• _Instructions for the task_:
Write out, unchanged, the lines from the one holding "For every instance of the wooden shelf, the" to the close of the listing. Both the first and last lines belong in it.

— start —

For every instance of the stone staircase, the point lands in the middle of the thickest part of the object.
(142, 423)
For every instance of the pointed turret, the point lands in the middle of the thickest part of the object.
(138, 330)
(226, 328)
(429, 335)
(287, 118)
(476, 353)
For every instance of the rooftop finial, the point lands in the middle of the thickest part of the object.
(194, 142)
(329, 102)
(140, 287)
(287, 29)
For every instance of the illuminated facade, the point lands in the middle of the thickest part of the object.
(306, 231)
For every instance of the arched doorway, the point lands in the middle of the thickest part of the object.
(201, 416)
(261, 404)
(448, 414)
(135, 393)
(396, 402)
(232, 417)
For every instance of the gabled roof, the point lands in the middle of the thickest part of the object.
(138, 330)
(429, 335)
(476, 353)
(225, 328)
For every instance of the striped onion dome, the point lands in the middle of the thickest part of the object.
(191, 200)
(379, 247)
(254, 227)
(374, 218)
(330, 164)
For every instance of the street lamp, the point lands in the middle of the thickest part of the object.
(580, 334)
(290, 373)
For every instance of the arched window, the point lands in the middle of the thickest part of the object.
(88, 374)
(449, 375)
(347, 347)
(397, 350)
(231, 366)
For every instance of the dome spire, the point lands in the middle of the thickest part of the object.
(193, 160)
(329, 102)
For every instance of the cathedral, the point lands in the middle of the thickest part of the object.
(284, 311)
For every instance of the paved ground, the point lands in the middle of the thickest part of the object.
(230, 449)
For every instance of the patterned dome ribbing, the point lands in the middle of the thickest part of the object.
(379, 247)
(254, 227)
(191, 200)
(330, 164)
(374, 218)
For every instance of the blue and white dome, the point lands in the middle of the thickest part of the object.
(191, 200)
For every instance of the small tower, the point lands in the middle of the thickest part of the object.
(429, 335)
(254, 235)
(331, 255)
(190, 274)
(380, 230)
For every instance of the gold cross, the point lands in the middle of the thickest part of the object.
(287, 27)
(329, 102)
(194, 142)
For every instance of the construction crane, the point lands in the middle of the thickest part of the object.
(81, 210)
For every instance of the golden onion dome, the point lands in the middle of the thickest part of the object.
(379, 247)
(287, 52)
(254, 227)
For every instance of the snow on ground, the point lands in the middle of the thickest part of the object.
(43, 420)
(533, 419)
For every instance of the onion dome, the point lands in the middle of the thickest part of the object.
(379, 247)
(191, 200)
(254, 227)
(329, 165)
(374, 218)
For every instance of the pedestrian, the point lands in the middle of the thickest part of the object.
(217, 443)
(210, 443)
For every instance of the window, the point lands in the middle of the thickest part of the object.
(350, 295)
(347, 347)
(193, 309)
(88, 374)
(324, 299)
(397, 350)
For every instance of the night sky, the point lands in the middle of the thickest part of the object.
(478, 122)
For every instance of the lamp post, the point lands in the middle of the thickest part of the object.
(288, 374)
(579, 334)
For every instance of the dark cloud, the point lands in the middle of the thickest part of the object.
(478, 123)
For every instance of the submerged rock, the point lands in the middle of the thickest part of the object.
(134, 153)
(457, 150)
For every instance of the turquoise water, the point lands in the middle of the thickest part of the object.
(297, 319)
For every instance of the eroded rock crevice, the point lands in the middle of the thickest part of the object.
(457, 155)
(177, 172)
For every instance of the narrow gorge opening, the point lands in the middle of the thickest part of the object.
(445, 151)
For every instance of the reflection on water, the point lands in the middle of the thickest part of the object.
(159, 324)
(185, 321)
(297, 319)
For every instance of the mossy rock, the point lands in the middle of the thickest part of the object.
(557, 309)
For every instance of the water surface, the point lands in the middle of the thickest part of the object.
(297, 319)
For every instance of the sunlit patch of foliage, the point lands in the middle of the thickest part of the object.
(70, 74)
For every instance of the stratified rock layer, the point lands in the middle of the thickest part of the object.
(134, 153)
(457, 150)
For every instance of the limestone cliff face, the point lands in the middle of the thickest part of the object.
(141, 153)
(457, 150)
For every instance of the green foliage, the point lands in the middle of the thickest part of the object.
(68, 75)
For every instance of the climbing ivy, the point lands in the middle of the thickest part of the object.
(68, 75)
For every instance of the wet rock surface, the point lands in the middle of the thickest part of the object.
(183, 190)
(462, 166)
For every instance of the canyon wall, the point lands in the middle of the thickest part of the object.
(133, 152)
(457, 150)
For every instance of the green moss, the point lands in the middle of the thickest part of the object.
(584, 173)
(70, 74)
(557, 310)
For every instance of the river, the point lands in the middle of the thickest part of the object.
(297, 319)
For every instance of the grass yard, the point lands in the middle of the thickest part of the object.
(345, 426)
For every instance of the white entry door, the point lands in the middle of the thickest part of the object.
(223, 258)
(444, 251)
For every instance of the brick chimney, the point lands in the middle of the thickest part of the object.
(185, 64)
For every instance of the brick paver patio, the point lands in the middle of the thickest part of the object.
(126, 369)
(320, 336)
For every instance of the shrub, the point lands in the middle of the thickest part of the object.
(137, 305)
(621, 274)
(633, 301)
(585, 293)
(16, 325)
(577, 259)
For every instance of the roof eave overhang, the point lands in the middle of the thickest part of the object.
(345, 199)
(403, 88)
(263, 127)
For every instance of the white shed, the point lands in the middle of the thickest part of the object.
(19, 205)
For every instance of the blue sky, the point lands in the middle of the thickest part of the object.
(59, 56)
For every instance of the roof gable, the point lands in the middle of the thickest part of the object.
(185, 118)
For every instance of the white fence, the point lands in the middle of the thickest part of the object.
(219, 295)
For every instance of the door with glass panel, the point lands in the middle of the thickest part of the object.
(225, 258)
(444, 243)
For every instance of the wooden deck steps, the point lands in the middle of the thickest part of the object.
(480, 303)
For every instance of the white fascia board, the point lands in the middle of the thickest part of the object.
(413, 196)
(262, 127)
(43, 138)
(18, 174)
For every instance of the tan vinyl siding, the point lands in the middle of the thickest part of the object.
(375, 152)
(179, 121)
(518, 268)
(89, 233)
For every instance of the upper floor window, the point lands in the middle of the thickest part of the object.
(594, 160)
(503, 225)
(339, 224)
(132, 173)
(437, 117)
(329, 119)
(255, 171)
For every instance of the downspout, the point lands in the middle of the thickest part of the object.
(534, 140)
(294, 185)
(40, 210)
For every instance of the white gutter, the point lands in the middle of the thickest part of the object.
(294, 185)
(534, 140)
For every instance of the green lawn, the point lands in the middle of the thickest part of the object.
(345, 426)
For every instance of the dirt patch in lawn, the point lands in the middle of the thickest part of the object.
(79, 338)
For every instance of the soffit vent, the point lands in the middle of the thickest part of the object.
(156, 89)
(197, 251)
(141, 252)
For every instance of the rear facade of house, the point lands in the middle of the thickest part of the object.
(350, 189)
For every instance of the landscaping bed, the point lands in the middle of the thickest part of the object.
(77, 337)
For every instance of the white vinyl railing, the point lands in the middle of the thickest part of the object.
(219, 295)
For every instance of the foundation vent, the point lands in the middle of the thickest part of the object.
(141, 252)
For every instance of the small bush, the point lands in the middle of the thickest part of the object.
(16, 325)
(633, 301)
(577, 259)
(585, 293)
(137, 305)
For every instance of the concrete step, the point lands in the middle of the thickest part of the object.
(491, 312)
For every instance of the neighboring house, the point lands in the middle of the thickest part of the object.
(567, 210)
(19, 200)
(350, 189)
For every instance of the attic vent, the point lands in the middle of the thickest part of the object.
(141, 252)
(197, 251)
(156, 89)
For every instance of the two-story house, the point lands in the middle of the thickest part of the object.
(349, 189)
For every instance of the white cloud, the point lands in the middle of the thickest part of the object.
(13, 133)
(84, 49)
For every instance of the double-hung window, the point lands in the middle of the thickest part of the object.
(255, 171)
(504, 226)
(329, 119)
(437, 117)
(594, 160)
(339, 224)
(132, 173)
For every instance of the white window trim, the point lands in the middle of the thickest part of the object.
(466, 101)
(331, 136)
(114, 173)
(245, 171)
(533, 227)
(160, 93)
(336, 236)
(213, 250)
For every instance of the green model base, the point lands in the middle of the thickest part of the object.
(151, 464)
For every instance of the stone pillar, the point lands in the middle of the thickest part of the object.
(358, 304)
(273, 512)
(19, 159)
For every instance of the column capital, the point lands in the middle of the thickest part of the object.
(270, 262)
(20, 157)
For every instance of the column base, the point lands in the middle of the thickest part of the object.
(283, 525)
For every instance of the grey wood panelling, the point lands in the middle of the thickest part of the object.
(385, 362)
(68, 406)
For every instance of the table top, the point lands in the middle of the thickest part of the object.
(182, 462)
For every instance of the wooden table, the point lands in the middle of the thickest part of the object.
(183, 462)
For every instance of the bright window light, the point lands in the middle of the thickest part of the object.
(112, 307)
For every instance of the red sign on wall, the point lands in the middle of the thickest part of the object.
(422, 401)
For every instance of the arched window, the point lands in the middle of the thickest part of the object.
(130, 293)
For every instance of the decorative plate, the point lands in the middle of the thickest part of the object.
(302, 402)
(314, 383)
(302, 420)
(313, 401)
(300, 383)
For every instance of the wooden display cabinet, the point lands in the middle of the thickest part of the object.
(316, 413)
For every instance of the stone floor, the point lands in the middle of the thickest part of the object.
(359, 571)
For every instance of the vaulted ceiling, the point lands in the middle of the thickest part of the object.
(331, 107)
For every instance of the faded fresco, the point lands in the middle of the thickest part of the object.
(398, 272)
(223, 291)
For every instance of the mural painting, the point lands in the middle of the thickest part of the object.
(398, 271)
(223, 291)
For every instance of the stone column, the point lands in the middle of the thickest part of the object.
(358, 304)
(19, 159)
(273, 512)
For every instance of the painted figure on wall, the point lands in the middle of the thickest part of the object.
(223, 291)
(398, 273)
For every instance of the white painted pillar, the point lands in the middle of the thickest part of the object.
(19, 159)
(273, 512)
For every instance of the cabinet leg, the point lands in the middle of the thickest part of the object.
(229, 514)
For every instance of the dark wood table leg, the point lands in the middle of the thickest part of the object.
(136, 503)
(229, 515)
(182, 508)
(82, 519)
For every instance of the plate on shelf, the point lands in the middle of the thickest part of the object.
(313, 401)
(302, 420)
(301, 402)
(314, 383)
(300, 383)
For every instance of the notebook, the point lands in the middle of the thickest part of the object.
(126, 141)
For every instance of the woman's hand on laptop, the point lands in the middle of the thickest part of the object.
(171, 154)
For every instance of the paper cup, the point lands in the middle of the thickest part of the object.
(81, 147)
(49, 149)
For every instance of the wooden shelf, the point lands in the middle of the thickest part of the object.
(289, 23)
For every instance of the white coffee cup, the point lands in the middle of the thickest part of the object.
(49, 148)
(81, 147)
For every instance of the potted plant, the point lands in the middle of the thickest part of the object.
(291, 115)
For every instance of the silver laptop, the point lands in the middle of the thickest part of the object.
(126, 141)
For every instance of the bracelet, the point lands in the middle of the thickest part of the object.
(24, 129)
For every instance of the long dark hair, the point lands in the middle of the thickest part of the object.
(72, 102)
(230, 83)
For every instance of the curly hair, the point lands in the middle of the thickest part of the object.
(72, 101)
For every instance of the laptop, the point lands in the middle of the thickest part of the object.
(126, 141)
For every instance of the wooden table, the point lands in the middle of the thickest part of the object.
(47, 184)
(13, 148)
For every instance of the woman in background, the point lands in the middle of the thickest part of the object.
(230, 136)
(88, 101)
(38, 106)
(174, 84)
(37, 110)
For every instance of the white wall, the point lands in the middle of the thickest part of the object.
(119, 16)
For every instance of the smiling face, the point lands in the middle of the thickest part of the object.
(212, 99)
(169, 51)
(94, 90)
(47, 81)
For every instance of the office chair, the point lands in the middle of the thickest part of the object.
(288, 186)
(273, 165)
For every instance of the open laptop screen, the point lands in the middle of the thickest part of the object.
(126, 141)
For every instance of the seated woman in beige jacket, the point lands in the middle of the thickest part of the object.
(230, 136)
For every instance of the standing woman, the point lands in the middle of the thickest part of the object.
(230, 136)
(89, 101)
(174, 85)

— end —

• _Exercise answer_:
For every instance of the wooden shelf, the point lands in the middle of the thickest part of the object.
(289, 23)
For every instance of the white coffee cup, the point lands in the middle of the thickest part of the object.
(49, 148)
(81, 147)
For every instance of the potted plant, the point lands in the middle of the thickest part of the object.
(291, 115)
For every instance of the silver laptop, the point lands in the middle of the thickest part of the object.
(126, 141)
For every instance of the bracelet, the point lands in the middle of the thickest part of the object.
(24, 129)
For every instance of the long dark hair, the point lands in the middle of the thickest part of the object.
(72, 102)
(230, 83)
For every instance of the curly hair, the point lands in the middle of the thickest part of the object.
(72, 101)
For every instance of the laptop, the point lands in the middle of the thickest part of the object.
(126, 141)
For every instance of the wooden table, the point lands in the middle of the thickest part of the object.
(47, 184)
(13, 148)
For every instance of the woman in background, the point lands in the middle of the thickest part of the object.
(230, 136)
(88, 101)
(38, 106)
(174, 84)
(37, 110)
For every instance of the white wall, the point lands in the middle of the thickest part of the object.
(119, 16)
For every instance of the smiling face, the point lands in the middle of the thickest part of the object.
(212, 99)
(169, 51)
(94, 90)
(47, 81)
For every instance of the office chair, the point lands in the middle of the thickest part of the object.
(288, 186)
(273, 165)
For every instance of the open laptop screen, the point lands in the middle of the thickest part of the object.
(126, 141)
For every instance of the seated woman in beige jacket, the point lands in the middle of the thickest part of the object.
(230, 136)
For every instance of the standing woman, the point lands in the middle of the thickest part of the object.
(230, 136)
(89, 101)
(174, 85)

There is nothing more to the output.